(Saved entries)

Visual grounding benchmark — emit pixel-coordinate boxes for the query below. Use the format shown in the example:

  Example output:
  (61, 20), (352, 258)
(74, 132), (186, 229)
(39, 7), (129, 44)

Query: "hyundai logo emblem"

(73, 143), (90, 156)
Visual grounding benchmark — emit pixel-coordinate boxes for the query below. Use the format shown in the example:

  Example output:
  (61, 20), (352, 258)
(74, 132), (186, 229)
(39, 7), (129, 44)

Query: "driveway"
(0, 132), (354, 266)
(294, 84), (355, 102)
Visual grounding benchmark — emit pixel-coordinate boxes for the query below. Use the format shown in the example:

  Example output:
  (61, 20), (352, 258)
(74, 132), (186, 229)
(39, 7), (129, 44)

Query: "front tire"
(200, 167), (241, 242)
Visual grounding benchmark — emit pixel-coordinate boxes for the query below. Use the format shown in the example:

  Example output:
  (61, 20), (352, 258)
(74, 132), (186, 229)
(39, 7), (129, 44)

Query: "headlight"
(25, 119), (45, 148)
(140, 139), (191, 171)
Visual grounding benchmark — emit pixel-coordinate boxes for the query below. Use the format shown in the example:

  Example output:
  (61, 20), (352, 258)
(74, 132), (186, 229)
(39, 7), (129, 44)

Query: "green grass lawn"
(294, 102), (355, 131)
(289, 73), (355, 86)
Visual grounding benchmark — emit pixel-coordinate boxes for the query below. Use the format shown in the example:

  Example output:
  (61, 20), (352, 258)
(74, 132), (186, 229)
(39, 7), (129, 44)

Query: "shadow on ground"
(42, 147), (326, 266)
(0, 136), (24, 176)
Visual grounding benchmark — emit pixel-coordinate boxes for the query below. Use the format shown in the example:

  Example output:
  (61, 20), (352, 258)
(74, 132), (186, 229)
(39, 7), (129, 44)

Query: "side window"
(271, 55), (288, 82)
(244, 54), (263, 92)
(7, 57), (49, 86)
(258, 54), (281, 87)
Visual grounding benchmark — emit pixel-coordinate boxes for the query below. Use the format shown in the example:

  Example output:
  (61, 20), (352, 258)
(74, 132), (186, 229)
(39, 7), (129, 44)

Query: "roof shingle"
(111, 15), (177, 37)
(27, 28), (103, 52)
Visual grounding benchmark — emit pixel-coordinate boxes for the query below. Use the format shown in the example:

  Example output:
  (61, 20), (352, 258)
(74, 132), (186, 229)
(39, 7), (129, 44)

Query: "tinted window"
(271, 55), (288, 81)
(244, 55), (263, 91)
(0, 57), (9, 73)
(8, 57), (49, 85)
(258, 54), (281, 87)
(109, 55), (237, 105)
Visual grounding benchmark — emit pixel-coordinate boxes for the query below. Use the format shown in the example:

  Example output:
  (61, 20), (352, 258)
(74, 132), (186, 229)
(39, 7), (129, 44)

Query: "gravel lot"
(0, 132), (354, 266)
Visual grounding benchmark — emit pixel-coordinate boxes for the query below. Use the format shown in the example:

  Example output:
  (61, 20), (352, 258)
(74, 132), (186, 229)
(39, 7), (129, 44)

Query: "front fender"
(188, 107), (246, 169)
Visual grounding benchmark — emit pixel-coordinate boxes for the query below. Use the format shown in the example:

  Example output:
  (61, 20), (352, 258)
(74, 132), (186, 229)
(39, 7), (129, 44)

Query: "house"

> What to do: Output all of the records above unchanged.

> Your response:
Visual grounding benchmark — emit pixel-coordinate boxes for the query below. Use the format shown in the example:

  Example output:
  (61, 20), (352, 258)
(74, 132), (186, 229)
(39, 7), (129, 44)

Query: "hyundai logo emblem"

(73, 143), (90, 156)
Visual grounding benchmark — emit pixel-coordinate boxes for the query below. Use the format shown in the example:

  Example output:
  (61, 20), (352, 258)
(74, 132), (186, 229)
(39, 7), (129, 44)

Query: "driveway"
(0, 132), (354, 266)
(294, 84), (355, 102)
Visual grounding benchmark — emit pixel-coordinate boxes for the query below. Use the format shown in the example:

  Example output:
  (61, 20), (352, 258)
(74, 132), (186, 229)
(39, 7), (129, 44)

Query: "front tire"
(200, 167), (241, 242)
Visual grounding benchmark — emit pixel-coordinate boxes for the query below. Use the format shown in the example:

  Example output:
  (61, 20), (352, 258)
(74, 132), (186, 229)
(39, 7), (129, 44)

Query: "headlight"
(25, 119), (45, 148)
(140, 139), (191, 171)
Visual grounding benchmark — emit pixel-coordinate boxes for the query below. Use the format shown in the example:

  Example output:
  (61, 20), (352, 258)
(74, 132), (186, 229)
(39, 7), (129, 44)

Query: "green grass lawn"
(294, 102), (355, 131)
(289, 73), (355, 86)
Visual grounding benchmark — emit pixel-coordinate boxes for the query below. Use the format shown in the example:

  Example output:
  (61, 20), (352, 258)
(74, 132), (186, 229)
(39, 7), (129, 44)

Query: "shadow on ground"
(42, 147), (326, 266)
(0, 136), (24, 176)
Visual grounding benchmark — emit pixel-coordinate boxes for the query below. Use the format shown in the example:

  Example output:
  (61, 20), (352, 258)
(74, 132), (186, 229)
(39, 7), (129, 44)

Query: "side window"
(271, 55), (288, 82)
(244, 54), (263, 92)
(7, 57), (49, 86)
(258, 54), (281, 87)
Visual grounding benchmark — emit pixel-coordinate boxes for the query below. Use the format shown in the example:

  Example output:
  (61, 20), (352, 258)
(74, 132), (186, 229)
(39, 7), (129, 44)

Query: "roof shingle"
(111, 15), (177, 37)
(27, 28), (103, 52)
Visual grounding benchmark — emit pixel-coordinate boxes for the query below. Use the format shown in the example:

  Example output:
  (61, 20), (352, 258)
(74, 132), (186, 229)
(39, 7), (129, 44)

Query: "tinted window"
(271, 55), (288, 81)
(244, 55), (263, 91)
(0, 57), (9, 73)
(8, 57), (49, 85)
(258, 54), (281, 87)
(109, 55), (237, 105)
Visual grounding benchmark — emit pixel-coordinate boxes for the query below. Use the format shown in the example:

  Example output:
  (61, 20), (352, 258)
(74, 132), (186, 229)
(39, 7), (129, 44)

Query: "gravel lot"
(0, 132), (354, 266)
Visual grounding benchmark — emit pixel-coordinate boxes for the query below. Use the format shown in the example:

  Example output:
  (61, 20), (352, 258)
(74, 132), (186, 229)
(39, 7), (129, 44)

Query: "front fender"
(188, 107), (246, 169)
Visual grounding benchmark — emit pixel-coordinate boxes for the query below. Use the format shown in the example:

  Example output:
  (61, 20), (352, 258)
(74, 132), (186, 229)
(39, 7), (129, 44)

Query: "house"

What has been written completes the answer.